* _Article_:
# A Mermaid Joins the Crew



## halstaff (Nov 18, 2009)

After seeing the latest POC movie yesterday, I got motivated to finish up our mermaid. Here she is ready to join our Pirate display. I have a feeling she'll be a popular figure for photo ops at our party!


----------



## RoxyBlue (Oct 6, 2008)

Really, ya gotta stop cranking out props one after another like this. You're making the rest of us look like lazy slackers I mean, seriously, do you ever REST!?!?!:googly:

She's adorable, and it looks like you must have scored a mannequin for this.


----------



## scareme (Aug 29, 2006)

I agree, she'll be real popular at your party. I hope there are seashells covering her assets. Those flowers won't stay there long. Lovely fins, by the way.


----------



## Dixie (Feb 18, 2009)

Omigosh, I love it!! I don't know how you found fabric that perfect, or that perfect color hair for that matter, but WOW, she comes together nicely!!!


----------



## bobzilla (Nov 13, 2008)

Nice job


----------



## halstaff (Nov 18, 2009)

RoxyBlue said:


> Really, ya gotta stop cranking out props one after another like this. You're making the rest of us look like lazy slackers I mean, seriously, do you ever REST!?!?!:googly:
> 
> She's adorable, and it looks like you must have scored a mannequin for this.


I did find a mannequin torso for this prop. Unfortunately, she was missing the hands. I bought some white ones on Ebay and Bobzilla was able to paint them to match the mannequin. I've spent more time trying to attach them than I did building the rest of her.
As far as resting goes, I don't do much of that. No more than 6 hours of sleep and very little TV especially since the Padres are so awful this year.


----------



## Dark Angel 27 (Sep 11, 2008)

* _Required task 1_: From the entries below, pull out every line that contains the string "blue" and copy those lines.

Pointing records
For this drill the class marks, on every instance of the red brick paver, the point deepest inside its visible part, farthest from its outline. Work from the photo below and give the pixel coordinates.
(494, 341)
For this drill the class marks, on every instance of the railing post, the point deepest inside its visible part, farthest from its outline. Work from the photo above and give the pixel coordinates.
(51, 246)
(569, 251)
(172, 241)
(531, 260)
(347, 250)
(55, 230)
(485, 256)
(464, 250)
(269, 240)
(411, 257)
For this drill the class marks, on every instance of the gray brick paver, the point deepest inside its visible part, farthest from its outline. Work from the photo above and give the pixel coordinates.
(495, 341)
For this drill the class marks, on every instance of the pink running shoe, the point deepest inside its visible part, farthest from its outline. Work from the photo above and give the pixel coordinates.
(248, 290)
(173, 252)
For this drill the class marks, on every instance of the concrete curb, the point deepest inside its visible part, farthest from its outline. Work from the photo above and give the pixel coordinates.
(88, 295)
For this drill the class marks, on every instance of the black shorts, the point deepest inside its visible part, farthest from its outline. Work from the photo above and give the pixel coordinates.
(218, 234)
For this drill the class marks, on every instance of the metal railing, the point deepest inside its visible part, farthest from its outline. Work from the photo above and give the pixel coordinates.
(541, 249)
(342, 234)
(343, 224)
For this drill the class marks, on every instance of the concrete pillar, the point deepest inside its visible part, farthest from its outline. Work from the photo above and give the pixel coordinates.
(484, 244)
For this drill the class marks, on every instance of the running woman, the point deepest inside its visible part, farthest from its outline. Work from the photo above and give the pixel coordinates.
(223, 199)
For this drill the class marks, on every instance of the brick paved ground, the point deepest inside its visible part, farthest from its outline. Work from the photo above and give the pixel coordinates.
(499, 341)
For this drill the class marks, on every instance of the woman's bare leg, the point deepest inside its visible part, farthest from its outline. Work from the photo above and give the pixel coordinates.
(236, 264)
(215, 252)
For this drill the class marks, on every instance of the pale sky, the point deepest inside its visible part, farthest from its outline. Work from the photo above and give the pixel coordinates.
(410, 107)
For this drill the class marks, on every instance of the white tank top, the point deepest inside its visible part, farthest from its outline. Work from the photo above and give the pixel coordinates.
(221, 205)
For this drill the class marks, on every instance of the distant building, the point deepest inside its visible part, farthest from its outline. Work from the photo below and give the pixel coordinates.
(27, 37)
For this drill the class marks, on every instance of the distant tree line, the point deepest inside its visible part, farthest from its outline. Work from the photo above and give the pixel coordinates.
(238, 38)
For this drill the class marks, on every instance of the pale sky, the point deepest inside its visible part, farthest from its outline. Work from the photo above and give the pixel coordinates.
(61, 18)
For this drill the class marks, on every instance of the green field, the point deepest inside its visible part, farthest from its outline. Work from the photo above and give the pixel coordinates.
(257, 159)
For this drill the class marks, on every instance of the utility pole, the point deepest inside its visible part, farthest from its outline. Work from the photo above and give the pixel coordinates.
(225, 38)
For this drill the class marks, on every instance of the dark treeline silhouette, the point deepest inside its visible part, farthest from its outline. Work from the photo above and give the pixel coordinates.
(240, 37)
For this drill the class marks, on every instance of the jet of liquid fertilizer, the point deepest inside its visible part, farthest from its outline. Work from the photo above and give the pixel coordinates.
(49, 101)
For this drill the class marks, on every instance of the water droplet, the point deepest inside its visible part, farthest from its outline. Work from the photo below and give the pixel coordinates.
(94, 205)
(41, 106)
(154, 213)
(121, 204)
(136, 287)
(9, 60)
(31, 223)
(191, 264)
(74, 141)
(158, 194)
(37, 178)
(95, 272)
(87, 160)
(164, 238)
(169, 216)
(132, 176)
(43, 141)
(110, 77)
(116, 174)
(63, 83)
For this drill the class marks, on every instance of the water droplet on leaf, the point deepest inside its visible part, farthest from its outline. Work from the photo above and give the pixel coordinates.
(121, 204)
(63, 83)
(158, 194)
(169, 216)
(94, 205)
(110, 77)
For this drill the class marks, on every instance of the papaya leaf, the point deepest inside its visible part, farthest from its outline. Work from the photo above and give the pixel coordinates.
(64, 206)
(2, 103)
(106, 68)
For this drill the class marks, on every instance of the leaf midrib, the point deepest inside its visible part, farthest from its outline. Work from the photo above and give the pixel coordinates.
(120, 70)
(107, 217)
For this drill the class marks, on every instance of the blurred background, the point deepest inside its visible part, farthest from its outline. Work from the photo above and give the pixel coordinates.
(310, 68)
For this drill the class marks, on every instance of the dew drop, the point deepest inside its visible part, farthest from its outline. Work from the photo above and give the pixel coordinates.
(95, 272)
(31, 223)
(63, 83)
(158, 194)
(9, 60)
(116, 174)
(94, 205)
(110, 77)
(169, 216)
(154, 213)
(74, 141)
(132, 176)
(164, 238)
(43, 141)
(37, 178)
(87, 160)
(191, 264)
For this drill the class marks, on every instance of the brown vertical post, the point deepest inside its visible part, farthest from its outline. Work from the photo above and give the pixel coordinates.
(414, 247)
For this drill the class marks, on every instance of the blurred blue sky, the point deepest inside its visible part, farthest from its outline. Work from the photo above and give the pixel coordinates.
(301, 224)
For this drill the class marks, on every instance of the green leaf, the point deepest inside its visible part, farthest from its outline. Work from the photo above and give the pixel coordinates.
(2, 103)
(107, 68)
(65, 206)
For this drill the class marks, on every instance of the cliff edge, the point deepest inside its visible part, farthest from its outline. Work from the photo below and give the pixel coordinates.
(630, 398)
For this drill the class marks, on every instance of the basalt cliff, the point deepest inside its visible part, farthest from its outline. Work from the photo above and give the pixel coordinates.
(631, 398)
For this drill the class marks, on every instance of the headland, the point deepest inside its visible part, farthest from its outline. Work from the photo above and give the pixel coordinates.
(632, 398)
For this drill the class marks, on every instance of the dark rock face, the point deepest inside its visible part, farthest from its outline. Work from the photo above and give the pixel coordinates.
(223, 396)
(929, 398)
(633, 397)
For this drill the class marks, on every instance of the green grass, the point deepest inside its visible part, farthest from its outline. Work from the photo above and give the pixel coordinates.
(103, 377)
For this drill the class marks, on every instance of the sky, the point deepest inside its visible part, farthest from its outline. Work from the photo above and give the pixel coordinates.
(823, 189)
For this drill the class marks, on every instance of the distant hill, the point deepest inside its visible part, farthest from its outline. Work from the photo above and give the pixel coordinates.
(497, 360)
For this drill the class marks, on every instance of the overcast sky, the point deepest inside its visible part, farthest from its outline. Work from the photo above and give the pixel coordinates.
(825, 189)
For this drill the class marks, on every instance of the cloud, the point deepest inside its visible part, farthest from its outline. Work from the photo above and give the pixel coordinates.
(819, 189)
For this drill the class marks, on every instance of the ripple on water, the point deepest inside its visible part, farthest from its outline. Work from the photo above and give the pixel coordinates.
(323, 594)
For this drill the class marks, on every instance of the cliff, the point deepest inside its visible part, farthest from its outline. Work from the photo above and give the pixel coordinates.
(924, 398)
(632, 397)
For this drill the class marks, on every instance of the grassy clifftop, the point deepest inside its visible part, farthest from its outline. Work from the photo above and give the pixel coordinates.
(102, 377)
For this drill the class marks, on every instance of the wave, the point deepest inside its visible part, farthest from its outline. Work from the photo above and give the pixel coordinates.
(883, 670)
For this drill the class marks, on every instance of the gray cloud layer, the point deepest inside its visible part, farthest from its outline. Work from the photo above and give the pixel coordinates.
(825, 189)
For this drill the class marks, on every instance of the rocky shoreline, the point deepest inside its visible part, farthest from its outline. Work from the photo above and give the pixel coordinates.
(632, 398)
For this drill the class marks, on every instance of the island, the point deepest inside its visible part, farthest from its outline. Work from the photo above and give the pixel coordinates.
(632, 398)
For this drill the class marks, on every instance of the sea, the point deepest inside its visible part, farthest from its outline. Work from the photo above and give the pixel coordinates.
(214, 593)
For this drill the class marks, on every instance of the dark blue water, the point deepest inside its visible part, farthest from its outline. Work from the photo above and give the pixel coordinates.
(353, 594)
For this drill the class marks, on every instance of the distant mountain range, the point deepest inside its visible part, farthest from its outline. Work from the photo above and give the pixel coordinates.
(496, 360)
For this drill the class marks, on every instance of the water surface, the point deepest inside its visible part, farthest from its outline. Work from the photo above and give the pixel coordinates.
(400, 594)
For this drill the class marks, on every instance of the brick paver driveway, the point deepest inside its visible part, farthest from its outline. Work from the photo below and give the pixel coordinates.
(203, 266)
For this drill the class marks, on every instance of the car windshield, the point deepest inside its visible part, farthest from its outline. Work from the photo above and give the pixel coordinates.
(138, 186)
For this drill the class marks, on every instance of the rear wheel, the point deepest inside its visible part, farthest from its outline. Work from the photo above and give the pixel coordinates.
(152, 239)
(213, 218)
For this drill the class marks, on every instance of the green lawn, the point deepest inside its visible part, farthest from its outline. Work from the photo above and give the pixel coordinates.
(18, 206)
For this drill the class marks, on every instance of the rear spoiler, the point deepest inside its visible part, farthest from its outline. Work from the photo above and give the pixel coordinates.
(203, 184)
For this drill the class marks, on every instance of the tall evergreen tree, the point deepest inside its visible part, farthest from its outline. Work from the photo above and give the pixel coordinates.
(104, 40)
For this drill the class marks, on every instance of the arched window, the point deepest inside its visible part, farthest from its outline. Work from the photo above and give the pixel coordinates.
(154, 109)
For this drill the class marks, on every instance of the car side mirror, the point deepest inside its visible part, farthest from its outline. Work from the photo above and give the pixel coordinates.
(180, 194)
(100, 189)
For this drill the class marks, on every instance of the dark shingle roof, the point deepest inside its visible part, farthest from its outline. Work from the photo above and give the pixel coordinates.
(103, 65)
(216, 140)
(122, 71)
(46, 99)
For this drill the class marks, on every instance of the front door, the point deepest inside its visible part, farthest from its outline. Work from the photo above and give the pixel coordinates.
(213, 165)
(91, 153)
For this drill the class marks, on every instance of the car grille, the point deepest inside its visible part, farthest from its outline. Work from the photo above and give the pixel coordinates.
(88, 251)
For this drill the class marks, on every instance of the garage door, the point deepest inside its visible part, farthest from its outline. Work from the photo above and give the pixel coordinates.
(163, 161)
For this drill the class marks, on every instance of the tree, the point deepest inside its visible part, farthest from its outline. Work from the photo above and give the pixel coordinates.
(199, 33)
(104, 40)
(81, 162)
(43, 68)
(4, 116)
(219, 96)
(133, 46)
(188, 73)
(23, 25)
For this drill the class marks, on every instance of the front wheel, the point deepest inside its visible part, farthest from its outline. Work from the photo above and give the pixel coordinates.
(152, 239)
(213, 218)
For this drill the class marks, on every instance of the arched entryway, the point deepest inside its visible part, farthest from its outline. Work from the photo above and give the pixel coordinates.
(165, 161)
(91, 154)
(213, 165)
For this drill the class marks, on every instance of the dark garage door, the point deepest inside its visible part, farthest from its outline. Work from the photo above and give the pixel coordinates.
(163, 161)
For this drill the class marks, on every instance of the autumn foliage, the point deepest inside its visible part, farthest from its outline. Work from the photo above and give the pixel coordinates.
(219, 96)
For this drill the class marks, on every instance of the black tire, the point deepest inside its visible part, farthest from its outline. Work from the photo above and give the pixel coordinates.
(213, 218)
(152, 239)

* _Required task 2_:
Answer these questions using the mermaid thread:
(a) Which display is the mermaid ready to join?
(b) Who painted the replacement hands to match the mannequin?
(c) What is the most sleep the mermaid's builder says they get?

* _Task result 1_:
For this drill the class marks, on every instance of the blurred blue sky, the point deepest inside its visible part, farthest from its outline. Work from the photo above and give the pixel coordinates.
For this drill the class marks, on every instance of the dark blue water, the point deepest inside its visible part, farthest from its outline. Work from the photo above and give the pixel coordinates.

* _Task result 2_:
(a) The Pirate display.
(b) Bobzilla.
(c) No more than 6 hours.